Rescale the lines from the one holding "An image is provided above. Search it thoroughly for curtain" through the one holding "[453,619,494,662]", inclusive. Repeat them in full, requests unchanged, and multiply every bounding-box coordinate in the answers by 2.35, rounding to whole numbers with halves rounded up. Give only these lines.
****
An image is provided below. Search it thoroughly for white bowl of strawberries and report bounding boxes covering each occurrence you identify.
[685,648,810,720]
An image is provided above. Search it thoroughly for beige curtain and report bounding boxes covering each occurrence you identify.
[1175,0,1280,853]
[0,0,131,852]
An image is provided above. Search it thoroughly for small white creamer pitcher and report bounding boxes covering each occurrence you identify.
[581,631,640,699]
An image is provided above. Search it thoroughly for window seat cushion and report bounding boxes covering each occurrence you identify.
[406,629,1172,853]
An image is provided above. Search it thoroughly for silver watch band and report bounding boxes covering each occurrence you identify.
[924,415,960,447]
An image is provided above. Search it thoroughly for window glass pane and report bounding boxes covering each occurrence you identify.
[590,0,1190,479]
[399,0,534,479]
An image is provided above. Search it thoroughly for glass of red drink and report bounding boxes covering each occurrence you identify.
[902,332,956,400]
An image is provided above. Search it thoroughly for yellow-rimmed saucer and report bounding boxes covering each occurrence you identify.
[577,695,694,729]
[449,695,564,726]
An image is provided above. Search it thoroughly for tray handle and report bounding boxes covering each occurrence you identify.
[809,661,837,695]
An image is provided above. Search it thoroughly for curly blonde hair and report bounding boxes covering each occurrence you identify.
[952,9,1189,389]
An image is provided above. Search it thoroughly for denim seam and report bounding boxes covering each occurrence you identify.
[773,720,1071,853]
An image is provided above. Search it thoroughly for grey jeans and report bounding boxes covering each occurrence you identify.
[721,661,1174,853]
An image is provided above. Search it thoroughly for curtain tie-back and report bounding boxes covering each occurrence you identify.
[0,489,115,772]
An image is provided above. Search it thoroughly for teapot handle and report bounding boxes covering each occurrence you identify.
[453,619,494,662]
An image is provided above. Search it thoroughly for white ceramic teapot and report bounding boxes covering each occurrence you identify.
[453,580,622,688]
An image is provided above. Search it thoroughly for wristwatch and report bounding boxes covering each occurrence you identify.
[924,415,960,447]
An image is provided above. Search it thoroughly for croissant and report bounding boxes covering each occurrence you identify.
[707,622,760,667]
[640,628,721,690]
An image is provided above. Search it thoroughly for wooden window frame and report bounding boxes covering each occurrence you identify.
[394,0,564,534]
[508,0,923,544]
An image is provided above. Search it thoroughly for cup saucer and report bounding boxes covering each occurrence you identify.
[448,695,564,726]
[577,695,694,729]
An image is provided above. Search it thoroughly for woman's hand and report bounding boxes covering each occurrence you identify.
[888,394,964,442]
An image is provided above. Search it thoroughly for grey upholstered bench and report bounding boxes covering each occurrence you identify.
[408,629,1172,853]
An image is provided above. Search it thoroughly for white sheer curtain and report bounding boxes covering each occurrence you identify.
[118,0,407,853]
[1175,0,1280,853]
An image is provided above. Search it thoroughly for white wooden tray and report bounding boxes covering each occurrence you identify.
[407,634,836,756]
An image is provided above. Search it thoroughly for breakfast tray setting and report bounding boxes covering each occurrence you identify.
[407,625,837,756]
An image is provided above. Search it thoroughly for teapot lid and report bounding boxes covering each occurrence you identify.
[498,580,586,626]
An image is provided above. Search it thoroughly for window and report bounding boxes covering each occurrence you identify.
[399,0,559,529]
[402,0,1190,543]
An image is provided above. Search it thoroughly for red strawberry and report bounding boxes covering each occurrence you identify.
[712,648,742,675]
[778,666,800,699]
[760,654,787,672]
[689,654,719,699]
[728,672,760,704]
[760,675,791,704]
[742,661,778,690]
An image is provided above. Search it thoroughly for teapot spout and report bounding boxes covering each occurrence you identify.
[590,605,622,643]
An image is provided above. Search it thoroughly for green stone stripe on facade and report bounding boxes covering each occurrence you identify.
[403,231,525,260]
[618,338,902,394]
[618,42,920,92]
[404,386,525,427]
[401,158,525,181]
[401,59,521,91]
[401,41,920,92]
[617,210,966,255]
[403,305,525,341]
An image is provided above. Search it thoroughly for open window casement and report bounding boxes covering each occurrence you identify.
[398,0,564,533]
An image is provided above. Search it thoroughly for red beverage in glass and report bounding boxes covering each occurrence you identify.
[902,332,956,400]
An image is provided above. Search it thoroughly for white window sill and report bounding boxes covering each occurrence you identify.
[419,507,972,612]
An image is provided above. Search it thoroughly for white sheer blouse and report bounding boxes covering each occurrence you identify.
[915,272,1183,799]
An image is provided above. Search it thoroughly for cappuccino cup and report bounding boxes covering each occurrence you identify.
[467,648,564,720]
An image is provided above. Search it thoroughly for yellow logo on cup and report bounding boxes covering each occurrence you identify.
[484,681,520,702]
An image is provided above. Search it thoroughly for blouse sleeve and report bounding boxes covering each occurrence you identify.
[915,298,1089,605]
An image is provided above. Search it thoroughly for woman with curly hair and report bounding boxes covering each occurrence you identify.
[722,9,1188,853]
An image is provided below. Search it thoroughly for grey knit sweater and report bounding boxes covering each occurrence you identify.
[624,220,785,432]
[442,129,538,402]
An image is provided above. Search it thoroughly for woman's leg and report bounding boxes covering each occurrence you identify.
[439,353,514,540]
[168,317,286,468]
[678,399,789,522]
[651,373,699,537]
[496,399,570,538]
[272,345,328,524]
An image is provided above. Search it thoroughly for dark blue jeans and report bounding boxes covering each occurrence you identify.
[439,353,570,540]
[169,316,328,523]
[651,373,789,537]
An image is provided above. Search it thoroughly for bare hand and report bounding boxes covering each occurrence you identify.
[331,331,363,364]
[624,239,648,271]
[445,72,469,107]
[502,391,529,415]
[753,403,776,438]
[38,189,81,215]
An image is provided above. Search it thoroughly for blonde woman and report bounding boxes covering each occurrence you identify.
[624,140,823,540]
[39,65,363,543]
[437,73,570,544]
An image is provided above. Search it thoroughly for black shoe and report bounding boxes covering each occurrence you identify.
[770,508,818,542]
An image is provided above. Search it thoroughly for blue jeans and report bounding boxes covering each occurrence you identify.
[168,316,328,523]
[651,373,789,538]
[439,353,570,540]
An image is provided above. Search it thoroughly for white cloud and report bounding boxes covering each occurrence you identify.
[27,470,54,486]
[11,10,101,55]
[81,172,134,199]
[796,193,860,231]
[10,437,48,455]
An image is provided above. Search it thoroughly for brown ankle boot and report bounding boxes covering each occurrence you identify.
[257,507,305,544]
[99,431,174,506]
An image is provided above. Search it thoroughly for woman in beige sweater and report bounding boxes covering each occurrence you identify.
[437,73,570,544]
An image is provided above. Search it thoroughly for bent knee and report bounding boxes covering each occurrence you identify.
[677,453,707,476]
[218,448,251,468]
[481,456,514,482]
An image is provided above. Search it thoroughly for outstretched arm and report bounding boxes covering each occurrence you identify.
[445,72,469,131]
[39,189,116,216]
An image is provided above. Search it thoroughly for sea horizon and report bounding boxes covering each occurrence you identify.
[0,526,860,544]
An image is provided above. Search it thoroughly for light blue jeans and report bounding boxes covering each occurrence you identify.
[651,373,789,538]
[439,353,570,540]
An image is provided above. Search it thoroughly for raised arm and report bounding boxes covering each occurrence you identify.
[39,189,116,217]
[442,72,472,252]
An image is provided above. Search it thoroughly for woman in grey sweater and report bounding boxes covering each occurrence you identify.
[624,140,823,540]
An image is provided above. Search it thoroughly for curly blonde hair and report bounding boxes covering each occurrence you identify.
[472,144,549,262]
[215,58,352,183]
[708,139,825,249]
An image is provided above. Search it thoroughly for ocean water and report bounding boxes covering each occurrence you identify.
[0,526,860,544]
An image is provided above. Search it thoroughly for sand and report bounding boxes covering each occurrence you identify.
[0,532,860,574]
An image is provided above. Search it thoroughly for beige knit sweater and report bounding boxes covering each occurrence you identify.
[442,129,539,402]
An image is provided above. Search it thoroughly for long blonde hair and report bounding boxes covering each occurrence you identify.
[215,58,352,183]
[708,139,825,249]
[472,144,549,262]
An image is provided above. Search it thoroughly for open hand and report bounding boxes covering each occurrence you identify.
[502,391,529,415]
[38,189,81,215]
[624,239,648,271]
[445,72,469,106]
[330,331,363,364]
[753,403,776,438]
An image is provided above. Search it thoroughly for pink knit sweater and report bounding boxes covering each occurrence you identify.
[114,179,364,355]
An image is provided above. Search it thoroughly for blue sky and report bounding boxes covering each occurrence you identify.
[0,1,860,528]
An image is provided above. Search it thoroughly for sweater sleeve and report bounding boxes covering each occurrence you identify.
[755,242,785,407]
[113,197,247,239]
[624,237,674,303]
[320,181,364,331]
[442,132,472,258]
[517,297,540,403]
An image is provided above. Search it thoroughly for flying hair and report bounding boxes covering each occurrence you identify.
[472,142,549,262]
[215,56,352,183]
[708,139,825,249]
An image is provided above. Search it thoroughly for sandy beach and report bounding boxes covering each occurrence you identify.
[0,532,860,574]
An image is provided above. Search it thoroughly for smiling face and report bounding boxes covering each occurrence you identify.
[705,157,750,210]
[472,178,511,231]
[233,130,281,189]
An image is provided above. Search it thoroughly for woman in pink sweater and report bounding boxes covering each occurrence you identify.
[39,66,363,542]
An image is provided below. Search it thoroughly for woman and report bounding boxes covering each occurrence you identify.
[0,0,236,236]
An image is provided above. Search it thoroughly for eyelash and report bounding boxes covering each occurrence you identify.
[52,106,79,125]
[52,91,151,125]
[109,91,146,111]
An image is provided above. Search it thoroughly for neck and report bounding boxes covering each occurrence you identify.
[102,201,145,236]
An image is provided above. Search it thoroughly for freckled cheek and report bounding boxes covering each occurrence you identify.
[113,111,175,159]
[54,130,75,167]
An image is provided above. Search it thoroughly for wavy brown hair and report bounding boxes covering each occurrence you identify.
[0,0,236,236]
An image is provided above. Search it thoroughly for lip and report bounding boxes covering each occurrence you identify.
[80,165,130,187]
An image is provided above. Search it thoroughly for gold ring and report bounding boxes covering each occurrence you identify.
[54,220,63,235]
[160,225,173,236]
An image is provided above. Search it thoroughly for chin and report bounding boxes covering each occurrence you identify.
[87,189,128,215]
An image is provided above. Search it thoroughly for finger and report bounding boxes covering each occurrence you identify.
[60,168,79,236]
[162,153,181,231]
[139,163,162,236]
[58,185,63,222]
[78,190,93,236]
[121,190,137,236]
****
§ **Exercise solution**:
An image is provided above. Search it thoroughly for curtain tie-back and report bounding boxes covering each occurrence you identify.
[0,1149,270,1814]
An image is provided above. Search it thoroughly for teapot handle and report bounding boxes covering each occurrence you identify.
[1065,1455,1161,1556]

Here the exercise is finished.